DATASET CONTENT:
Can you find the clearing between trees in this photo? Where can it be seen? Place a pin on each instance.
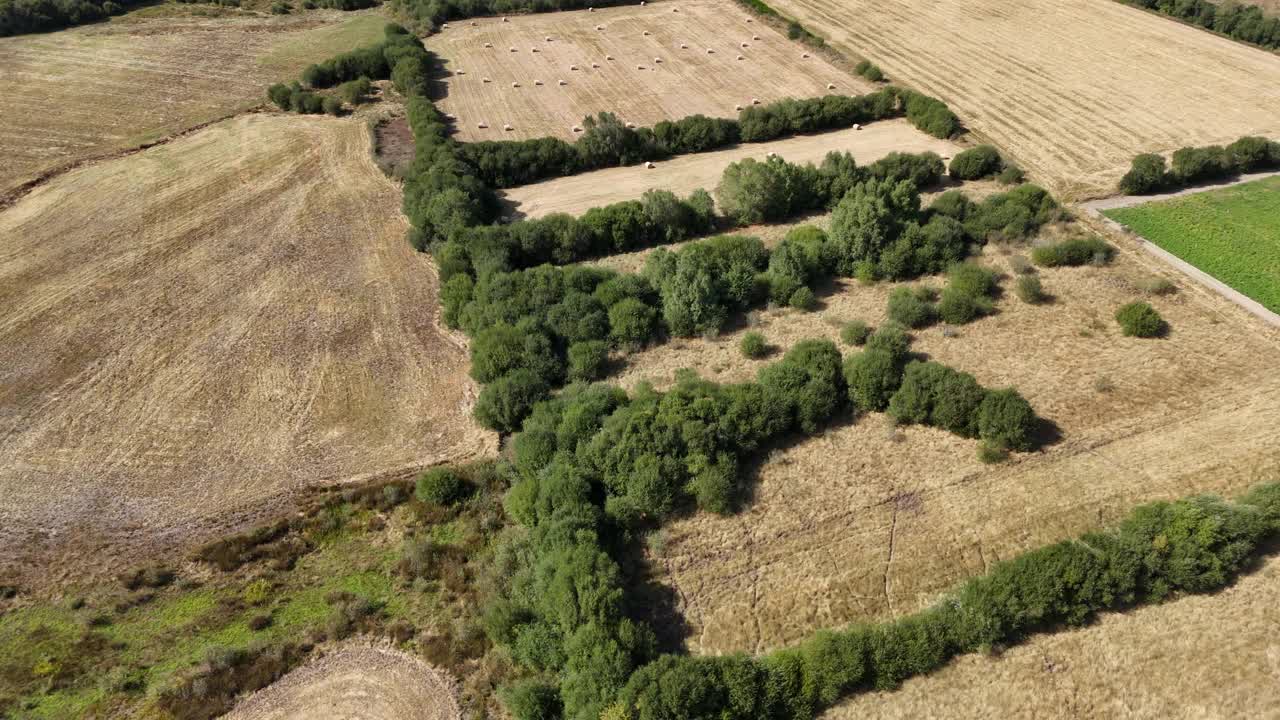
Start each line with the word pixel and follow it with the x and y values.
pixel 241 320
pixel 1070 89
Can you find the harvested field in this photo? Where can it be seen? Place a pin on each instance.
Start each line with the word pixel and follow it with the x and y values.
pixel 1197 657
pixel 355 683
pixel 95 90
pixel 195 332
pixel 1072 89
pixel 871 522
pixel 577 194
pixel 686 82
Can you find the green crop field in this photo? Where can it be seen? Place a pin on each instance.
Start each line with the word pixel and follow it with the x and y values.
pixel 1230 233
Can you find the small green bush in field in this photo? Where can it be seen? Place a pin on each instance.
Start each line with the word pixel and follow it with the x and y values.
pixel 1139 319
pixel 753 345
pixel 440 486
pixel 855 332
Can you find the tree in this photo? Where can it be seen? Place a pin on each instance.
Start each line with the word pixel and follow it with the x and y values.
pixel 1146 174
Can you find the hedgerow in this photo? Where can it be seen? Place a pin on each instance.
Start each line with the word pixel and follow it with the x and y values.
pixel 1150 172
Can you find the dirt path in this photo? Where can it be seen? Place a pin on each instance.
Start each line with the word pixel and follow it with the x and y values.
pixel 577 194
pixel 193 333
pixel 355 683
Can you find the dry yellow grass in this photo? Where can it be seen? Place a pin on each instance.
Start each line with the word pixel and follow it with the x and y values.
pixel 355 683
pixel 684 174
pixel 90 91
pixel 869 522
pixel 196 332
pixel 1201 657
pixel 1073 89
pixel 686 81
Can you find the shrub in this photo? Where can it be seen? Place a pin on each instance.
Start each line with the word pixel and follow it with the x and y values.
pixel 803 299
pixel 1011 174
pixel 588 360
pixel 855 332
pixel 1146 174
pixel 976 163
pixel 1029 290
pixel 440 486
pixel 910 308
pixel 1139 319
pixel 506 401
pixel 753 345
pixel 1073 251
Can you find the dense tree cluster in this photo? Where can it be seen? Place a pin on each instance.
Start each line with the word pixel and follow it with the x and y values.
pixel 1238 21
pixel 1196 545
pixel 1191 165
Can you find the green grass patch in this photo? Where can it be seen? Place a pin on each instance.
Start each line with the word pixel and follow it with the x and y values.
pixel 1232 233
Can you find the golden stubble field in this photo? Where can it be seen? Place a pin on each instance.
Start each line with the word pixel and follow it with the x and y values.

OBJECTIVE: Can you update the data from the line with "Can you find the dense" to the line with "pixel 1232 233" by changing "Place a pin" to "Put a marker", leaving everything else as it is and returning only those lines?

TASK OUTPUT:
Can you find the dense tree cluster in this photo? Where can it be seen? Put a marker on each instance.
Start each line with the word pixel and follow it with the x and y values.
pixel 1238 21
pixel 1196 545
pixel 1191 165
Can you find the green grass patch in this photo? Where can it be seen? Put a marker on each instance.
Start each line with the word pixel and follow it with the x and y values.
pixel 1232 233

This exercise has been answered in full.